[DATA Boundary: Start]

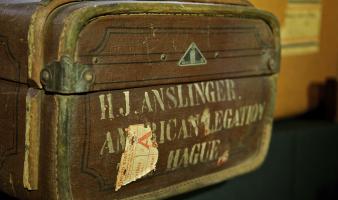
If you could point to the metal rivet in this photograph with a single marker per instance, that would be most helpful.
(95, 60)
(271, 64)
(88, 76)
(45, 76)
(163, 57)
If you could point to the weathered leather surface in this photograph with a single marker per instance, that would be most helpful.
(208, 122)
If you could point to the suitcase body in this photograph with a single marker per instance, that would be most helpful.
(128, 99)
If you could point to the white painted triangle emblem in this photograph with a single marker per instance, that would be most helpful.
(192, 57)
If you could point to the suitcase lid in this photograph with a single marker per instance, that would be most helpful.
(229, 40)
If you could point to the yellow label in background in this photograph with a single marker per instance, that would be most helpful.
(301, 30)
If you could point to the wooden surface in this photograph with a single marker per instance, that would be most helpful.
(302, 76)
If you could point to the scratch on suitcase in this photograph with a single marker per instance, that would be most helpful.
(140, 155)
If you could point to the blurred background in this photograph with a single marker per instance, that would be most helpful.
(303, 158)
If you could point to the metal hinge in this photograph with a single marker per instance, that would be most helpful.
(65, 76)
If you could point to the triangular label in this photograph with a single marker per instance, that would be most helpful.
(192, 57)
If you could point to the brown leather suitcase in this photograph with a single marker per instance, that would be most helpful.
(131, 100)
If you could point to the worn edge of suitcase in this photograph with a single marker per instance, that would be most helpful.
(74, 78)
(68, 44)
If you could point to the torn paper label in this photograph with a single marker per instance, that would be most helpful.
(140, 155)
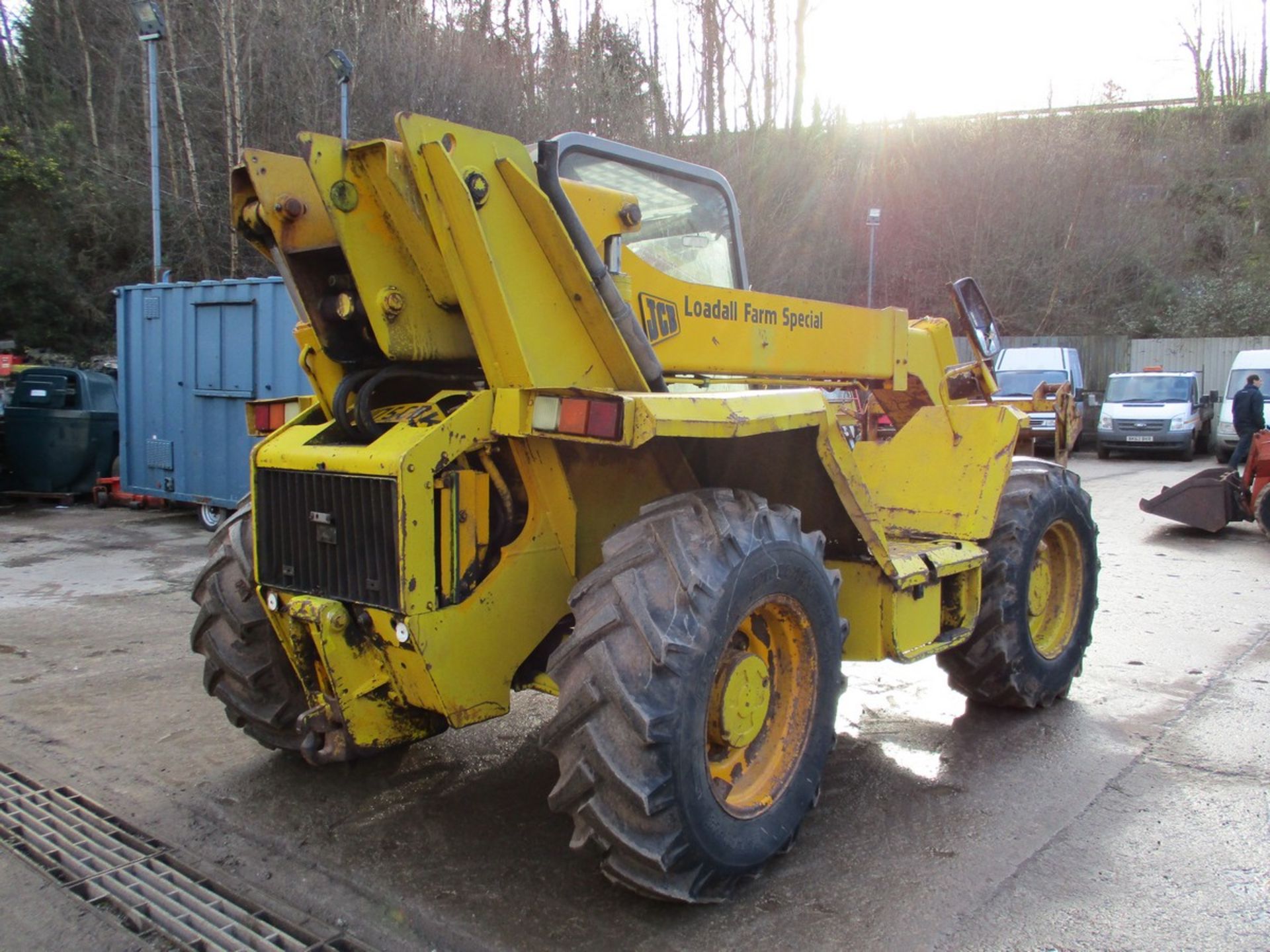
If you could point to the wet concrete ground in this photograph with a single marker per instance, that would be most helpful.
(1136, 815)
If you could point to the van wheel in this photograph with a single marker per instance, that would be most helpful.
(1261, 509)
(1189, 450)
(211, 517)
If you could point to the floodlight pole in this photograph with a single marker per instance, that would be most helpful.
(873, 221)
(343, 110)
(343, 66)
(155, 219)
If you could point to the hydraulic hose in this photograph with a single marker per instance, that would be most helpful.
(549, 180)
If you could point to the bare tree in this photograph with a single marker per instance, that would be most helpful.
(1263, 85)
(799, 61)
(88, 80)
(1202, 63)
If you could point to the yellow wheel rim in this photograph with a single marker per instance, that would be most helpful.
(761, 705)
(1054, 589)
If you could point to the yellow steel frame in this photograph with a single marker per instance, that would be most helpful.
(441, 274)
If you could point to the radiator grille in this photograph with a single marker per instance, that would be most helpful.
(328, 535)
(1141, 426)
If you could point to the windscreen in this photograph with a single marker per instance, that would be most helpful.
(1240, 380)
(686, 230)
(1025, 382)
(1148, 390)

[DATA Boundary: End]

■ ABOUT THIS EXERCISE
In the copy, include every line of the records exactly and none of the images.

■ EXERCISE ANSWER
If you could point to the metal rivet in this photograph with a single marker per instance, that would be most helpful.
(95, 60)
(271, 64)
(88, 76)
(45, 76)
(163, 57)
If you could point to the weathered leather surface in this photograph with a single marker per instance, that would be most helpful.
(208, 122)
If you could point to the suitcase body in this photograph with a single marker per instance, that would be most helpful.
(128, 99)
If you could point to the white painted triangle emblem in this photograph with a single marker per instance, that would be most helpful.
(192, 57)
If you could point to the suitcase lid in this photograph with a single marker per instance, that would be most helpful.
(229, 40)
If you could point to the yellow label in background in this photograph with a single marker per instance, that would be most helpful.
(301, 30)
If you could point to the wooden surface in this photograph with a single marker per instance, that would be most helpful.
(302, 76)
If you could point to the scratch on suitcase in this photograph with a single marker per instance, that would be most helpful.
(140, 155)
If you could point to the blurred background in this photograph with a single marker per instance, that would be most helpful.
(303, 158)
If you could point to the metal hinge in this photograph with a single marker per instance, that would be most helpful.
(65, 76)
If you could point to the triangular label in this photograph with a single marker per instance, that would be most helpful.
(192, 57)
If you could point to the brown leather suitcase in this photograph with a single marker per instance, that would be most helpful.
(131, 100)
If you could point to the worn edge of suitcase in this photograph with a single marker per instance, that would be most helpful.
(74, 78)
(68, 44)
If you could point to the torn paper label in this photograph with a single marker per instance, that would be most helpful.
(140, 155)
If you could point to the wet concrete ground in this photograph with a single marker per instance, that would be most helpful.
(1136, 815)
If you could point to the van wheel in this photograph with a single marker per instance, that would be most helpful.
(1261, 509)
(1189, 450)
(211, 517)
If you could point to the floodlight pole in this photograph with a single marker per instance, that would be most helpful.
(873, 221)
(343, 110)
(343, 66)
(155, 219)
If you could point to the hydraulic hose in this photograph with a single marker per instance, that would be most helpful.
(549, 180)
If you could point to the bare tree in this photograph with a single marker per instance, that would be most helpful.
(1263, 85)
(799, 61)
(88, 80)
(1202, 63)
If you could point to the yellow wheel rim in this photograph with a single marker per instance, that would be most helpful.
(761, 705)
(1054, 589)
If you could point to the yellow steel frame in this photograph with a single marker per instance, that would be most helpful.
(441, 274)
If you could point to the radiator grille in this photograph with a single marker per instance, that would be most helpful.
(328, 535)
(1141, 426)
If you could point to the windscreen in this photograph with a single marker per instance, that would be most helpful.
(1240, 380)
(686, 230)
(1025, 382)
(1148, 390)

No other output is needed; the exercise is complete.